### TASK REQUIREMENTS
In the records below, find the line containing "The component shall return one point per instance of the man", then extract that line and all subsequent lines exactly, leaving out everything else.

>> START ENTRIES SHOWN

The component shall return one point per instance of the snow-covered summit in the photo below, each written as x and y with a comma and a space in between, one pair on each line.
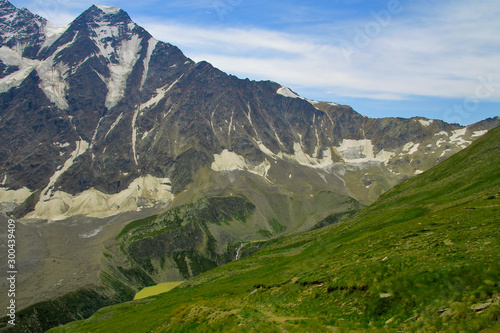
110, 10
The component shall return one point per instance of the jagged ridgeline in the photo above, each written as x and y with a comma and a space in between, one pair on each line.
127, 164
423, 258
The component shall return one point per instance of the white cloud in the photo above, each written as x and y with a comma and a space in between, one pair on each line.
437, 49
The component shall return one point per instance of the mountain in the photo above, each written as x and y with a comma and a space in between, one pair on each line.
422, 258
99, 107
102, 125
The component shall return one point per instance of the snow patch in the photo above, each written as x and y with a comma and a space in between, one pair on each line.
13, 58
411, 148
457, 138
160, 94
284, 91
151, 46
81, 147
53, 82
14, 196
230, 161
52, 33
362, 151
128, 53
92, 233
477, 134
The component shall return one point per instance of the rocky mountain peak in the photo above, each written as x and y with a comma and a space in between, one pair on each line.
100, 105
21, 30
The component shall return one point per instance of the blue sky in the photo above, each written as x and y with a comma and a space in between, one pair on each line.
436, 59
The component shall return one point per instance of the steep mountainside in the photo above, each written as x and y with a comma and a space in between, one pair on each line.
423, 258
101, 125
89, 110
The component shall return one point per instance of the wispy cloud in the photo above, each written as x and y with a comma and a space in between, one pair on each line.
440, 55
424, 49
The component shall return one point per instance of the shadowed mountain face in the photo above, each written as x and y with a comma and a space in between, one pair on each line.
101, 124
422, 258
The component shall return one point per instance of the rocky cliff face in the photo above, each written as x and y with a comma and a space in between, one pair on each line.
99, 118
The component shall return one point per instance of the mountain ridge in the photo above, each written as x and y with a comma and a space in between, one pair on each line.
421, 258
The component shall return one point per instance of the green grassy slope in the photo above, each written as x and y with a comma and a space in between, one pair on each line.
423, 258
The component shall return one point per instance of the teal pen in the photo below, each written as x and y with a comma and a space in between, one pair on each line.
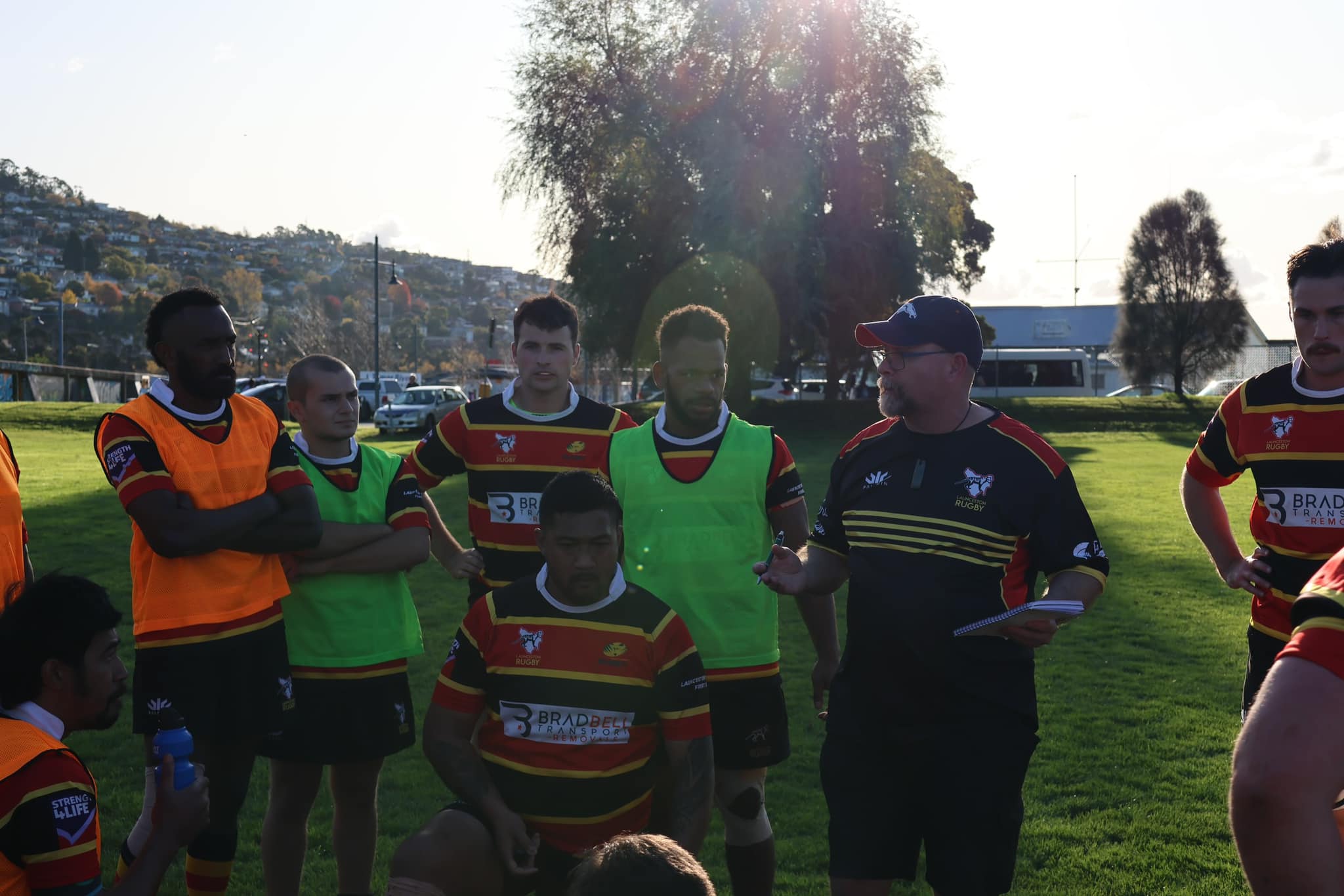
778, 540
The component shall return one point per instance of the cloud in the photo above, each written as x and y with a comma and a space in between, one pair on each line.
390, 235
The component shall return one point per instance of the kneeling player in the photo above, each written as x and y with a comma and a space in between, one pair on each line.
581, 680
350, 625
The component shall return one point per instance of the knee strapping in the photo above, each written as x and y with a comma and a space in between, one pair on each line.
745, 820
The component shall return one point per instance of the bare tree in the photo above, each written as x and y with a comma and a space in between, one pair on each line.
1181, 311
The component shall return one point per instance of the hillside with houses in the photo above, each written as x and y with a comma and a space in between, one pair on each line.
92, 269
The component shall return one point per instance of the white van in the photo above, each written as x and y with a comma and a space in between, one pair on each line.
1014, 373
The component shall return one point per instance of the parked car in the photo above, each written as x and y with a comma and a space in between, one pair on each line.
812, 390
1218, 387
274, 397
773, 387
1141, 390
366, 396
418, 409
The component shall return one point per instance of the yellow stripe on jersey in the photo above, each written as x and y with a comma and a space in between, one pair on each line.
1322, 622
564, 773
934, 551
140, 476
686, 714
995, 547
589, 820
1272, 633
1003, 555
581, 624
500, 546
43, 792
882, 515
37, 859
533, 672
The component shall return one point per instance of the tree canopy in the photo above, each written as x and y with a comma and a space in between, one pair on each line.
772, 159
1181, 312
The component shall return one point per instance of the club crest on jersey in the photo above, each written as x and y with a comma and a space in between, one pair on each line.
287, 692
531, 642
976, 487
976, 483
1278, 430
875, 479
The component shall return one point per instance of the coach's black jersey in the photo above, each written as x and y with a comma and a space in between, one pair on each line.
941, 531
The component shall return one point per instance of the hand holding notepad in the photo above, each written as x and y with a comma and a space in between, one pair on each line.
995, 625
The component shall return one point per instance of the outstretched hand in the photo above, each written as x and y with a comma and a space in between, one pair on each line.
784, 574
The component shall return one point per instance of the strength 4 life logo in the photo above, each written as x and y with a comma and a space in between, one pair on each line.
1278, 430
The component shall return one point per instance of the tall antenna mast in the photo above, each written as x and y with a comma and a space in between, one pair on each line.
1076, 258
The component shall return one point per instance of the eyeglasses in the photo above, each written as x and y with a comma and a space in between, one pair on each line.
897, 359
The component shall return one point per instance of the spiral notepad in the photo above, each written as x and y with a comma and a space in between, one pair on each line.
1026, 613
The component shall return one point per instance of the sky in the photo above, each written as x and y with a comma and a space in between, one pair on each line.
390, 119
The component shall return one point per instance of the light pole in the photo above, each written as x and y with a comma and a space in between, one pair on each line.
391, 281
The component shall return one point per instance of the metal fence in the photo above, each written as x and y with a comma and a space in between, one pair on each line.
1253, 360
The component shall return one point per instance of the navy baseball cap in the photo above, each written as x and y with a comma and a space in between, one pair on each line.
928, 319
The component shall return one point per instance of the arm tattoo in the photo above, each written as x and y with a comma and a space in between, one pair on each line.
461, 769
692, 792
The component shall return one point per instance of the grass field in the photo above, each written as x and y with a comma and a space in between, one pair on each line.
1139, 702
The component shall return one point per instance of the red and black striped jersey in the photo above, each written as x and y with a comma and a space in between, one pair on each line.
1292, 441
941, 531
1319, 619
510, 456
577, 702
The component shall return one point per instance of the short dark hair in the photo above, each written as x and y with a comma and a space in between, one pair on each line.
174, 304
550, 312
646, 864
55, 617
578, 492
691, 321
296, 384
1318, 260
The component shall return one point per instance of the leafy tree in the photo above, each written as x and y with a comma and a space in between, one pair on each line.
93, 257
987, 332
782, 150
119, 268
105, 293
1181, 312
34, 287
73, 255
241, 291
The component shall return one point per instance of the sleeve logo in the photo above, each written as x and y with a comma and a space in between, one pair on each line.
73, 816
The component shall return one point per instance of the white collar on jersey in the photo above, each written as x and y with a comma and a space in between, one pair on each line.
660, 426
39, 718
301, 443
539, 418
613, 592
161, 391
1297, 384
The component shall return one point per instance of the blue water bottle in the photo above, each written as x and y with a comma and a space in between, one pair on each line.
174, 739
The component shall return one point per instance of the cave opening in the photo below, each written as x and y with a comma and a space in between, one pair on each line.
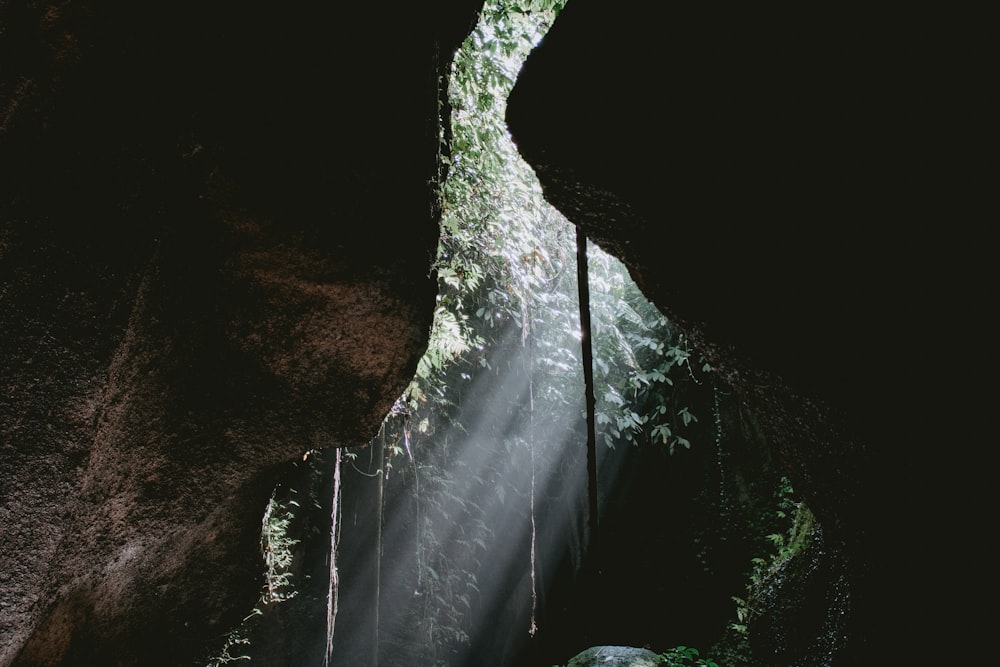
461, 534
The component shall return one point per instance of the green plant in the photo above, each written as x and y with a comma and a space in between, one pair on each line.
681, 656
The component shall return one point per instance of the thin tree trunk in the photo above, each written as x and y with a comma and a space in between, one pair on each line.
583, 285
333, 592
378, 549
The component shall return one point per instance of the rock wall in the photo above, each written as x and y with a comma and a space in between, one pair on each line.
216, 229
796, 187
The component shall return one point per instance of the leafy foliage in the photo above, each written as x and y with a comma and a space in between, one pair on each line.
680, 656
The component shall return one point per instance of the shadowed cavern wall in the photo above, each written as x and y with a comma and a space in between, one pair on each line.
797, 188
217, 229
217, 226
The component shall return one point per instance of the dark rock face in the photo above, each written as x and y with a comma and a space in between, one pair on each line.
216, 228
773, 177
615, 656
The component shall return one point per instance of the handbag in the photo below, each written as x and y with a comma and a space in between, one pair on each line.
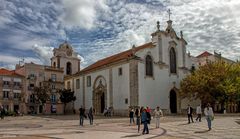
211, 118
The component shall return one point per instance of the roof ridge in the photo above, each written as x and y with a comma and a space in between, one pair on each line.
116, 57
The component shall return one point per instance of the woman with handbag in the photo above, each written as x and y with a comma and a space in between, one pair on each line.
209, 116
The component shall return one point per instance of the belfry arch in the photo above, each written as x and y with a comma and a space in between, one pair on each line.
99, 95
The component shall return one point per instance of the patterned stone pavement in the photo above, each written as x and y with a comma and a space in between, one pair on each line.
67, 127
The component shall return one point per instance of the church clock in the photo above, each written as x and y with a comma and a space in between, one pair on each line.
69, 53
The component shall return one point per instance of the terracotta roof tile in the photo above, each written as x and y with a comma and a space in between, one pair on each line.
8, 72
115, 58
204, 54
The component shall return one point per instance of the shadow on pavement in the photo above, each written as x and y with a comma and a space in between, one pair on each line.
133, 135
184, 124
204, 131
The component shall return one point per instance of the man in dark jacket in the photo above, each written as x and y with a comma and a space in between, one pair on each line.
189, 113
82, 115
144, 120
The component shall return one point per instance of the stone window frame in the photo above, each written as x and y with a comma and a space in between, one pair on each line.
173, 46
126, 100
6, 94
120, 71
68, 85
89, 81
77, 83
146, 75
54, 77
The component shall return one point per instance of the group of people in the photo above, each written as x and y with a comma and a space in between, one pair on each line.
2, 112
83, 115
208, 111
143, 116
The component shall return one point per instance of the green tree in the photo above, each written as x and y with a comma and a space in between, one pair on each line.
42, 95
66, 96
215, 81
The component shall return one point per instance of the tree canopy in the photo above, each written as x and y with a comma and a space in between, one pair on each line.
41, 94
66, 96
215, 81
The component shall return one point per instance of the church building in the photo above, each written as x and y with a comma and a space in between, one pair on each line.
145, 75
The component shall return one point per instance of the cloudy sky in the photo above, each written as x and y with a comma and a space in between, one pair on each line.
30, 29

>> END ENTRIES SHOWN

### THE RESULT
The component shall return one point per instance of the man in dark jacket in the photo above, each written as x and y with a comma and a space in between, one pair on each line.
189, 113
82, 115
144, 120
The component shall return one point per instance of the stone window frame in the photo above, each written as x and y with a comma and a space in between, one pair on each line.
173, 46
126, 100
6, 94
120, 71
68, 85
89, 81
77, 83
146, 75
54, 77
The component shall return one point per instance of the group of people in the photo above, each written as x and y with a comma and a space in between, one pair on each line.
2, 112
83, 115
208, 111
143, 116
The component shall return one point per instance of the green tree in the photo above, each written as x and y with a comma and a space in between, one pair on each line.
42, 95
66, 96
215, 81
The component shall return one point per instance of the tree canopy in the photo above, each written as x and y with a comma and a space in between, one pair on each line.
41, 94
66, 96
215, 81
The component shall return one point per instance of the church building in the photo above, each written as x and y with a comma and a space in between, one pair on each line.
145, 75
The component shall return one point per instance of the cloudy sky in the photo above, each written as x and y with a comma and a space in between, one pair on each line.
30, 29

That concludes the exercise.